Your task —
Reproduce the entries exactly.
== Data for analysis
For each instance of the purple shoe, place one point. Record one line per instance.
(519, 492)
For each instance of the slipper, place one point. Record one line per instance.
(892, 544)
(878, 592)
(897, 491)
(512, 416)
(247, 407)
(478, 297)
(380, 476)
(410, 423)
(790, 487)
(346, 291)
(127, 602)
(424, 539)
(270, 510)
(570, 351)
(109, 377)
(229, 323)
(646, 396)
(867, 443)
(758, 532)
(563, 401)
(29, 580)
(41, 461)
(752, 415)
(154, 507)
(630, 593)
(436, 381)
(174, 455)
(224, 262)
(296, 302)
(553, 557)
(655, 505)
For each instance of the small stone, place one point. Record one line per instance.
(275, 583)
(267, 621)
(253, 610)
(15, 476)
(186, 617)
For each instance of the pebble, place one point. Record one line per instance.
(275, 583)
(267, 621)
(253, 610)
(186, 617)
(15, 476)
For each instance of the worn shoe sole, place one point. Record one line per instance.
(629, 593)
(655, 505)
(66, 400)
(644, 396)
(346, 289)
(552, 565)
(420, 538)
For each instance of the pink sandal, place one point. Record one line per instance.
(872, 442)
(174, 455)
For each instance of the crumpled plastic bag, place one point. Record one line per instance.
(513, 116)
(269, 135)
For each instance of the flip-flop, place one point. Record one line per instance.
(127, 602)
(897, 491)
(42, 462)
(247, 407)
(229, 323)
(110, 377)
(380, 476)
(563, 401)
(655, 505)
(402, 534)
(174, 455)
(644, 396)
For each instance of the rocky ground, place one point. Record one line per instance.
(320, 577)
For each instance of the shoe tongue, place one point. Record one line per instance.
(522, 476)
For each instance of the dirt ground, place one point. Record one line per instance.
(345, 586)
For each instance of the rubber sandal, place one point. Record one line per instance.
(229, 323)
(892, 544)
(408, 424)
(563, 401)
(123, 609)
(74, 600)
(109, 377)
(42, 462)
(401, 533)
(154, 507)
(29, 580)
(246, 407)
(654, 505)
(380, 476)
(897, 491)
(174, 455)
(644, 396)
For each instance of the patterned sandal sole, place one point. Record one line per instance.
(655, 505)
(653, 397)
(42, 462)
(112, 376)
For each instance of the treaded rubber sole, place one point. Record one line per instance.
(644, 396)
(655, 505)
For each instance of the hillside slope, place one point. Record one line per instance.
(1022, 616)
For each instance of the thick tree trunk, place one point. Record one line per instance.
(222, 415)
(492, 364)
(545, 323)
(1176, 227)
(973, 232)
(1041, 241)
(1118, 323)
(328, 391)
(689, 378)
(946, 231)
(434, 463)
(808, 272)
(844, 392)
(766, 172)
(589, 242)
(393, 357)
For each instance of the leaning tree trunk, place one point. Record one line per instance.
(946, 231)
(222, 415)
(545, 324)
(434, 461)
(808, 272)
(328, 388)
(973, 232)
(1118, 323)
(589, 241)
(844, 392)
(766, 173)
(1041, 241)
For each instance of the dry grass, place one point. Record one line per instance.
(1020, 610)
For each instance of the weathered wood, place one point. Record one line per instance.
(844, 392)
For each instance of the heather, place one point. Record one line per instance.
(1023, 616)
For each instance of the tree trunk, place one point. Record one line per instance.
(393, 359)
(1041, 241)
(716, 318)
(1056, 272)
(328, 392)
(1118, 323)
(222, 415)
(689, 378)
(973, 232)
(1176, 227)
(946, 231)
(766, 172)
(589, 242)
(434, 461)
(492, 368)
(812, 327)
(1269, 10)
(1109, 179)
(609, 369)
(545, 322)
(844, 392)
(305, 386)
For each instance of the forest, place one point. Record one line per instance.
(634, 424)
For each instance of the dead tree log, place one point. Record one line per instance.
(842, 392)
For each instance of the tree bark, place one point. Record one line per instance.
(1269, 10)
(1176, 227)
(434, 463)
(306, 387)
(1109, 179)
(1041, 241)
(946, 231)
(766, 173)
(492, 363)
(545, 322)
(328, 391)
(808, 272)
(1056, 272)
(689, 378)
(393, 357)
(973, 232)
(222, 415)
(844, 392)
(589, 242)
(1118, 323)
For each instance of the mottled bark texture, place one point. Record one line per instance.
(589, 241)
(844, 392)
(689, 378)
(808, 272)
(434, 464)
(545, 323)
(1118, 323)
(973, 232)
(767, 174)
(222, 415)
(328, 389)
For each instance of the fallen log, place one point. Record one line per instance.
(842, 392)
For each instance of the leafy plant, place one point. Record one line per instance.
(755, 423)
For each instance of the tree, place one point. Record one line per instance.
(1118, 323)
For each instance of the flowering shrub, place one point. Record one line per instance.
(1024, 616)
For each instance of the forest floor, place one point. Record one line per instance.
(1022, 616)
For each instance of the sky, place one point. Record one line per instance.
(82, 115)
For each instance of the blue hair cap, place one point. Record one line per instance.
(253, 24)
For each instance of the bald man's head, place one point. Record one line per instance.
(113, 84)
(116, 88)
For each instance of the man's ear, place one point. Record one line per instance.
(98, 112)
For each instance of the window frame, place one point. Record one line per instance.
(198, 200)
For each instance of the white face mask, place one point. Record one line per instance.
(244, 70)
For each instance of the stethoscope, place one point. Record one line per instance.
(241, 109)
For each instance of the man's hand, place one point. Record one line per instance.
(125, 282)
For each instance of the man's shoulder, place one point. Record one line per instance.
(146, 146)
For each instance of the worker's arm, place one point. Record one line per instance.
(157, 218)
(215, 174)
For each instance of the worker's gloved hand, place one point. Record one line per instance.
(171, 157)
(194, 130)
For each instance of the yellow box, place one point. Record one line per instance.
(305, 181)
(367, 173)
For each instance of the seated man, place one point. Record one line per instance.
====
Solution for this task —
For each instance of the purple shoe, place one point. Record one line per instance.
(519, 492)
For each instance of the slipper, place one point. Record one line per instance.
(892, 544)
(878, 592)
(897, 491)
(512, 416)
(247, 407)
(478, 297)
(380, 476)
(410, 423)
(790, 487)
(346, 291)
(127, 602)
(424, 539)
(270, 510)
(570, 351)
(109, 377)
(229, 323)
(646, 396)
(867, 443)
(758, 532)
(563, 401)
(29, 580)
(41, 461)
(752, 415)
(154, 507)
(630, 593)
(436, 381)
(174, 455)
(224, 262)
(296, 302)
(553, 557)
(655, 505)
For each instance of the small stone, place one point. Record one line per instance.
(275, 583)
(267, 621)
(253, 610)
(15, 476)
(186, 617)
For each instance of the pebble, place one point. Record one line per instance.
(275, 583)
(267, 621)
(253, 610)
(186, 617)
(15, 476)
For each instance of the worn shoe sole, place one point. Record one line per instance.
(629, 593)
(655, 505)
(66, 400)
(644, 396)
(346, 289)
(552, 565)
(420, 538)
For each instance of the pink sandal, place one point. Record one line per instance.
(872, 442)
(174, 455)
For each instance of the crumpled plastic bag, place one point. Record one line per instance.
(513, 116)
(269, 135)
For each instance of the flip-flop, place one point. Record one line per instance.
(127, 602)
(897, 491)
(42, 462)
(247, 407)
(229, 323)
(110, 377)
(380, 476)
(563, 401)
(655, 505)
(402, 534)
(174, 455)
(644, 396)
For each instance of the rocky ground, place one point. Record one line per instance.
(320, 577)
For each instance of the shoe tongue, place one point. Record one line per instance.
(522, 476)
For each instance of the dirt ground, place one point. Record one line per instance.
(345, 586)
For each instance of the rubber sandal, place one point. Record one line per instance.
(229, 323)
(892, 544)
(408, 424)
(563, 401)
(123, 609)
(74, 600)
(109, 377)
(42, 462)
(401, 533)
(154, 507)
(29, 580)
(246, 407)
(654, 505)
(380, 476)
(897, 491)
(174, 455)
(644, 396)
For each instance of the patterned sandal sole, place one point. Record one line per instance.
(655, 505)
(653, 397)
(42, 462)
(112, 376)
For each instance of the treaded rubber sole, place one point. Record one line per instance.
(644, 396)
(655, 505)
For each instance of the hillside slope, place one point. Record one line per instance.
(1022, 616)
For each instance of the thick tree trunk, place one point. Record one line per instance.
(222, 415)
(492, 364)
(545, 323)
(1176, 227)
(973, 232)
(1041, 241)
(1118, 323)
(328, 391)
(689, 378)
(946, 231)
(434, 463)
(808, 272)
(844, 392)
(766, 172)
(589, 242)
(393, 357)
For each instance of the leaning tree trunk, place one point. Record one line per instance.
(946, 231)
(222, 415)
(545, 324)
(434, 461)
(808, 272)
(328, 388)
(973, 232)
(1118, 323)
(589, 241)
(844, 392)
(766, 173)
(1041, 241)
For each instance of the dry grass, place one point. Record one line per instance.
(1020, 610)
For each instance of the weathered wood, place one point. Record one line per instance.
(844, 392)
For each instance of the heather, place one point. Record one line per instance.
(1023, 616)
For each instance of the tree trunk, place one point. Record one line per instance.
(393, 359)
(1041, 241)
(716, 318)
(1056, 272)
(328, 392)
(1118, 323)
(222, 415)
(689, 378)
(973, 232)
(1176, 227)
(946, 231)
(766, 172)
(589, 242)
(434, 461)
(492, 368)
(812, 327)
(1269, 10)
(1109, 179)
(609, 369)
(545, 322)
(844, 392)
(305, 386)
For each instance of the forest, place one point. Record one line per instance.
(634, 424)
For each instance of the dead tree log, place one point. Record one line per instance.
(842, 392)
For each instance of the tree bark, place one point. Record one line per instance.
(1269, 10)
(1176, 227)
(434, 463)
(306, 387)
(1109, 179)
(1041, 241)
(946, 231)
(766, 173)
(492, 363)
(545, 322)
(328, 391)
(808, 272)
(1056, 272)
(689, 378)
(393, 357)
(973, 232)
(222, 415)
(844, 392)
(589, 242)
(1118, 323)
For each instance of the mottled bark texture, place one point. Record one line per instance.
(589, 241)
(844, 392)
(689, 378)
(808, 272)
(434, 464)
(545, 323)
(1118, 323)
(973, 232)
(767, 174)
(222, 415)
(328, 389)
For each instance of the fallen log, place one point. Record one line per instance.
(842, 392)
For each instance of the leafy plant, place one point. Record one line per instance.
(755, 423)
For each instance of the tree, place one point. Record one line per instance.
(1118, 323)
For each instance of the flowering shrub, place one point. Record one line per instance.
(1024, 616)
For each instance of the forest floor, place one point. Record one line per instance.
(1022, 616)
For each instance of the sky, place one point. Record one line per instance.
(82, 115)
For each instance of the blue hair cap, place one point. Record one line per instance.
(253, 24)
For each instance of the bald man's head, place one point. Record one line per instance.
(113, 84)
(116, 88)
For each instance of the man's ear, place one point. Record one line per instance.
(98, 112)
For each instance of the window frame, place one point. Record one line per instance.
(198, 200)
For each instance of the white face mask, place one point. Record one line per instance.
(244, 70)
For each instance of the stethoscope, place one point. Record one line per instance.
(241, 109)
For each instance of the man's hand, place one point. Record one line per instance.
(125, 282)
For each instance of the man's shoulder, place one point. Record one line per instance.
(146, 146)
For each instance of the worker's arm, place one point. Record one line per instance.
(157, 218)
(215, 174)
For each instance of the worker's gloved hand, place one point. Record one line per instance.
(171, 157)
(194, 130)
For each instance of the yellow box, place one point. Record one line per instance.
(305, 181)
(367, 173)
For each instance of the seated man, place one point. Record one line per instance.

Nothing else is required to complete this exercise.